→ **Task to complete**
Set down exactly the entries below, beginning at their first line and ending at the line with "Target: large tree trunk".

- Opening Delimiter -

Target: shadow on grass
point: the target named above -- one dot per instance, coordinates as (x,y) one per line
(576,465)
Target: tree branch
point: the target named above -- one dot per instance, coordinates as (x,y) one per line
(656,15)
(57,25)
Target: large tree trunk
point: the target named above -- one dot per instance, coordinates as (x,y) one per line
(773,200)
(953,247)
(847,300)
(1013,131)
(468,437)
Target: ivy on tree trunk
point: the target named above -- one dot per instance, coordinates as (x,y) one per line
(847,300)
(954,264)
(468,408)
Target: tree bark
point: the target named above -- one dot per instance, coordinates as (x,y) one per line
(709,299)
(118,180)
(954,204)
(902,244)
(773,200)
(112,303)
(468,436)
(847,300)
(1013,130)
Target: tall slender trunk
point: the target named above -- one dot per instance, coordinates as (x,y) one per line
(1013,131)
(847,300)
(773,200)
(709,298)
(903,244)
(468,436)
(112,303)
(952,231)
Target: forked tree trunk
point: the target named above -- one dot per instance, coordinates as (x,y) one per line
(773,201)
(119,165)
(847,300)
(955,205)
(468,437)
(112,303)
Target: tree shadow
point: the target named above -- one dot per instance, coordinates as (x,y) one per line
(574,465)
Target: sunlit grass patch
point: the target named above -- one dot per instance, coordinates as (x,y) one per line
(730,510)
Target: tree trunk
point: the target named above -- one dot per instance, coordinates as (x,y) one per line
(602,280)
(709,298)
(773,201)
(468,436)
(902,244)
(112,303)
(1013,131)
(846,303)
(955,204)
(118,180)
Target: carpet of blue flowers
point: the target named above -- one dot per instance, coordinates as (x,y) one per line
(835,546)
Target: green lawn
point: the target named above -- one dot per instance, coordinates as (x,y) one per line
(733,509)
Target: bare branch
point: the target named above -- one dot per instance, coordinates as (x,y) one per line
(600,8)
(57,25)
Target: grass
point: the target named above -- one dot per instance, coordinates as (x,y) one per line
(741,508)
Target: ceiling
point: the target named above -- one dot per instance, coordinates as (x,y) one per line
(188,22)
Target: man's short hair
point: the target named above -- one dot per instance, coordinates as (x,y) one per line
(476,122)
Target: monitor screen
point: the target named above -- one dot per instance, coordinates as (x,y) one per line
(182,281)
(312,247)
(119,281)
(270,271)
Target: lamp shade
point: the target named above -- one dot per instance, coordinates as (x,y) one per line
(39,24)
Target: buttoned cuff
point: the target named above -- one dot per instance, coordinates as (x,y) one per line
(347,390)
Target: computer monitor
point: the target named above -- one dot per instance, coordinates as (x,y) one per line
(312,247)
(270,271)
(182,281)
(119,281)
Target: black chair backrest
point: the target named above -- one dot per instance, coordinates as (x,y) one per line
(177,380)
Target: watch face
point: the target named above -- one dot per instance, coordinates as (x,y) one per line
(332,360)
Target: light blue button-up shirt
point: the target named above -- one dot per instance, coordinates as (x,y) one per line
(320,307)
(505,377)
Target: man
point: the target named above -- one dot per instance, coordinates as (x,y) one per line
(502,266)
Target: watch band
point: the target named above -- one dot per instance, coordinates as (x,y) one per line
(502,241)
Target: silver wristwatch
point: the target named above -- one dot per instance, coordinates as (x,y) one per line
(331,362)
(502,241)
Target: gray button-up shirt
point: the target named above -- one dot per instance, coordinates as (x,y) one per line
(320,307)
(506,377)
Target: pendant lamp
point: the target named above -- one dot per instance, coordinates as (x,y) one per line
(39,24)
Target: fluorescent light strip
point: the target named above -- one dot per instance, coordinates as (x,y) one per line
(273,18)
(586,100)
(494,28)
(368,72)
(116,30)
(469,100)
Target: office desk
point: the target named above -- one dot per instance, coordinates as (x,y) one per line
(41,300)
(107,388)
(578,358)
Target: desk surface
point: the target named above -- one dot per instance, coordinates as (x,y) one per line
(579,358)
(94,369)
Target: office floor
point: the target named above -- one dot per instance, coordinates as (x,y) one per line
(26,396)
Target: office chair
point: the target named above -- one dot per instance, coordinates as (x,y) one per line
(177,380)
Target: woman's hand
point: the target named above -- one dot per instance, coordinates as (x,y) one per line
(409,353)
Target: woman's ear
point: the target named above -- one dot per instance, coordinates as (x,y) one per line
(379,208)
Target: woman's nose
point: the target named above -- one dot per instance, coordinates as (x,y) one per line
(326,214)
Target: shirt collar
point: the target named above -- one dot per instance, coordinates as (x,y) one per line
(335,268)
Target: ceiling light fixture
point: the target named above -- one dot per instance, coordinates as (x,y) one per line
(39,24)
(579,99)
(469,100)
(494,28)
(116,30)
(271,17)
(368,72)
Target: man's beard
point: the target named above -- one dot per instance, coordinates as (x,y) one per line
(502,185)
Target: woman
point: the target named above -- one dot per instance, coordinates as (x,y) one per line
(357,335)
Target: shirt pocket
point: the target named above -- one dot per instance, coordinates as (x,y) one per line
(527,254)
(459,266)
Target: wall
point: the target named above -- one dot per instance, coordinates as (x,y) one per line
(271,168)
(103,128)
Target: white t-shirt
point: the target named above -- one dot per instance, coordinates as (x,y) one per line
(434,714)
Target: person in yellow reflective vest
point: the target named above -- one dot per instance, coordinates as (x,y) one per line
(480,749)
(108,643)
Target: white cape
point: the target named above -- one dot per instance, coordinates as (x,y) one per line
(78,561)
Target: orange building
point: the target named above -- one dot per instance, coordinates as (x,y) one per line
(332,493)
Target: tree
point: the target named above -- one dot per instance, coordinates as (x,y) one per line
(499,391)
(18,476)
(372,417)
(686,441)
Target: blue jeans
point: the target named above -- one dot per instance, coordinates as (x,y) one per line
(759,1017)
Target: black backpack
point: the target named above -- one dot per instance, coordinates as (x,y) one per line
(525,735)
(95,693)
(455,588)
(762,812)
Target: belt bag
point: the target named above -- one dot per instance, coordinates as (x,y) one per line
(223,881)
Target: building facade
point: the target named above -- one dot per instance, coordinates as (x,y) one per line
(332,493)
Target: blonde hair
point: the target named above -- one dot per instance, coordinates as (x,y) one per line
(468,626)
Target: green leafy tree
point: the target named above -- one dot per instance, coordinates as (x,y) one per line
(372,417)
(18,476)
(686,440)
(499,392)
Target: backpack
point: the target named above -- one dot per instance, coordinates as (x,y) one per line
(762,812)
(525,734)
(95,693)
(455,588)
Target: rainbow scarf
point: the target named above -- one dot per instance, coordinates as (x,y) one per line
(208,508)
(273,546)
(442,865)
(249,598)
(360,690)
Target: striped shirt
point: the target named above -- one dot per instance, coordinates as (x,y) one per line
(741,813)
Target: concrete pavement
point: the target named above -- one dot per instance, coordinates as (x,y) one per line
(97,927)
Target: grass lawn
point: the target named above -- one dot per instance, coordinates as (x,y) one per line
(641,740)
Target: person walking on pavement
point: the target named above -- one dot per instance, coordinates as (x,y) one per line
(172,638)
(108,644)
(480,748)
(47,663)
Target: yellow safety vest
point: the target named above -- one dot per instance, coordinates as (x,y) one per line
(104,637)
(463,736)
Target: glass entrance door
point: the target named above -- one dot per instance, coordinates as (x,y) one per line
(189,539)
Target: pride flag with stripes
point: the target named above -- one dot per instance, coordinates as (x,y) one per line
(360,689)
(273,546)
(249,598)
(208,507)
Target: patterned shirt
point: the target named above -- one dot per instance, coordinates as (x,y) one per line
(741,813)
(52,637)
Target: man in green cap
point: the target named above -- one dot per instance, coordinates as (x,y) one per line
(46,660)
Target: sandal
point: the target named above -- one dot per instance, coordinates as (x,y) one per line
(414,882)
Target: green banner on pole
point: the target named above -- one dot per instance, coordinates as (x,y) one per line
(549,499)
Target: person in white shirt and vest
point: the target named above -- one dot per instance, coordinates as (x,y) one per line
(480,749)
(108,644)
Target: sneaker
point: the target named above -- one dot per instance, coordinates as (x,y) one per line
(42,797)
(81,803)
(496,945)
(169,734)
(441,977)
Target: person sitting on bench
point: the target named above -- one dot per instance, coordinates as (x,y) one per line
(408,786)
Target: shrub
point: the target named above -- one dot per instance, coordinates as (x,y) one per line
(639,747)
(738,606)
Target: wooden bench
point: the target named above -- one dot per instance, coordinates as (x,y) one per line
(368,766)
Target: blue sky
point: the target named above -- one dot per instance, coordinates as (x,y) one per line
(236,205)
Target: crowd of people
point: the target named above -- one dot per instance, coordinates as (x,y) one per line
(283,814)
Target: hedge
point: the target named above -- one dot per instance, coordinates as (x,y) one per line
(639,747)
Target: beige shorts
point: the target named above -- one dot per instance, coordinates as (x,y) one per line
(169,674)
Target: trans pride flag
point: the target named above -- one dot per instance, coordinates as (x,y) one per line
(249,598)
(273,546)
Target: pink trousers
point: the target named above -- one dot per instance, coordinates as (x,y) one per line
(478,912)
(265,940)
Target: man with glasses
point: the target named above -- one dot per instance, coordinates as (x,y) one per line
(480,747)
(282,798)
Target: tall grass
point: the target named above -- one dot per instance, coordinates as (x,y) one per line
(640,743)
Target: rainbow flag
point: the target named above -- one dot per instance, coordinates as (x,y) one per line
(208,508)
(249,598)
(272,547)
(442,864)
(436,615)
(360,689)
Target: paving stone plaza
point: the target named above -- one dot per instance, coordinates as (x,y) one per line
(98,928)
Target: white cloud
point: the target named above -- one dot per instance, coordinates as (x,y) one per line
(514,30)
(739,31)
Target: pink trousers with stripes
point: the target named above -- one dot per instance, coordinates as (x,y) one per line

- Closing Delimiter -

→ **Result of the task**
Target: shadow on grass
point: the target named above -- one dot per instance, coordinates as (x,y) one per line
(576,465)
Target: tree branch
point: the target named above -- one dot per instance, coordinates as (x,y) one per line
(656,15)
(57,25)
Target: large tree trunk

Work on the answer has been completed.